== Segment start ==

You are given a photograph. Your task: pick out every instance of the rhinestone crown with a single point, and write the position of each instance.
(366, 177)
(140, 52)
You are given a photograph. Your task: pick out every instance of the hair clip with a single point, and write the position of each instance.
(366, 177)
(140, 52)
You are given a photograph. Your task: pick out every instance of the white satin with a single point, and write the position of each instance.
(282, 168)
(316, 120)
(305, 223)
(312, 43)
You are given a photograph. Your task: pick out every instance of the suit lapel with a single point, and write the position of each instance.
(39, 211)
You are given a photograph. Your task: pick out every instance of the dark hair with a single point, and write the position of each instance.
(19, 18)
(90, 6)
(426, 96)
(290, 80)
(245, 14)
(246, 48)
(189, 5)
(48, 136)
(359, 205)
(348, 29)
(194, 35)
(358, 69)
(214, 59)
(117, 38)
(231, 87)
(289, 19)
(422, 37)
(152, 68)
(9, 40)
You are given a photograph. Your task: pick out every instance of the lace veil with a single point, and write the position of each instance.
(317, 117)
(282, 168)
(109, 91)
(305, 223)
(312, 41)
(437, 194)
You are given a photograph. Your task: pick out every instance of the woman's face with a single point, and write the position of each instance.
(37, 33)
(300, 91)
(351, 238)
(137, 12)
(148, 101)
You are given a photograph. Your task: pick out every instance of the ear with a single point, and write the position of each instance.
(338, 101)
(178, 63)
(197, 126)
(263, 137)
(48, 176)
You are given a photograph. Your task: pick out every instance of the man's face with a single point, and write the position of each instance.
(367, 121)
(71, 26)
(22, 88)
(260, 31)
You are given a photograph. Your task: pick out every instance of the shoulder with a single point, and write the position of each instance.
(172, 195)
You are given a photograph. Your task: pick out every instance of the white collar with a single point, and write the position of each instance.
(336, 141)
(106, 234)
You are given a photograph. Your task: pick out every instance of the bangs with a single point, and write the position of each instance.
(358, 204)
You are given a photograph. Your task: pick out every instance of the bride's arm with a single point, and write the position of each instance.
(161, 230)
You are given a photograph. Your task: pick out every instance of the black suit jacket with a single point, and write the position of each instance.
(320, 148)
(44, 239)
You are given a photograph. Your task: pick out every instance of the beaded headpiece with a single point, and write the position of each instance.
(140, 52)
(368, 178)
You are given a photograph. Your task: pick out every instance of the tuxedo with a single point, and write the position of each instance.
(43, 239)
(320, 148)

== Segment end ==

=== Work to be completed ===
Output the records once more, exactly as they stand.

=== Output ===
You are given a photograph. Your task: pick out every instance of the rhinestone crown with a single point, and write the position of each instance.
(366, 177)
(140, 52)
You are given a photograph. Your task: pick out every instance of the hair clip with a single point, and write the position of each instance.
(366, 177)
(140, 52)
You are given a photograph. Your task: pick out every instance of the white satin with a single point, and write the position of each instance.
(282, 168)
(316, 120)
(305, 223)
(312, 43)
You are given a photograph. Your task: pick out every instance of the suit lapel with a single point, and write the position of each instance.
(39, 211)
You are given a photograph. Your task: pick out every instance of the dark hair with a single point, and write the position of each instance.
(19, 18)
(90, 6)
(426, 96)
(290, 80)
(245, 14)
(246, 48)
(189, 5)
(48, 136)
(359, 205)
(348, 29)
(194, 35)
(358, 69)
(214, 59)
(117, 38)
(231, 87)
(289, 19)
(422, 37)
(152, 68)
(9, 40)
You are given a photograph. Your task: pick out every instance of the lace veil with a single point, and write the position of each instance.
(317, 117)
(282, 168)
(109, 91)
(305, 223)
(312, 41)
(437, 194)
You are given a photograph. Your task: pick out every instance of the woman's face with a single point, and write the position of each instance.
(37, 33)
(300, 91)
(351, 238)
(137, 12)
(148, 101)
You are given a photograph. Your task: pick out every instance of the ear with a single point, and write the position of each instance.
(338, 101)
(178, 63)
(197, 126)
(263, 137)
(48, 176)
You are given a photograph. Your task: pick out every instance of the man's face with a single point, and write the position of each instance.
(367, 121)
(71, 26)
(22, 88)
(260, 31)
You are given a photograph. Your task: pick out every instance of the shoulder with a single point, and write the position of each instance.
(172, 195)
You are given a photograph. Your task: pick out every instance of the white collar with a single point, and write the position of each instance.
(336, 141)
(106, 234)
You are given a photograph. Your task: pick out every instance of the bangs with a single point, and write the position of each instance.
(358, 204)
You are given a photograph. Your task: pick out every instance of the bride's arm with a single point, and write the position of each instance.
(161, 230)
You are given a photograph. Your task: pick out every instance of the black suit jacket with a single point, and write the position of each instance.
(320, 148)
(44, 239)
You are given a photograph. Your task: pick out every instance of the beaded headpiece with a single point, and write the position of each instance.
(140, 52)
(368, 178)
You are given a photograph. Your task: pick out every instance of the tuxedo with a single point, and write the position of each instance.
(43, 239)
(320, 148)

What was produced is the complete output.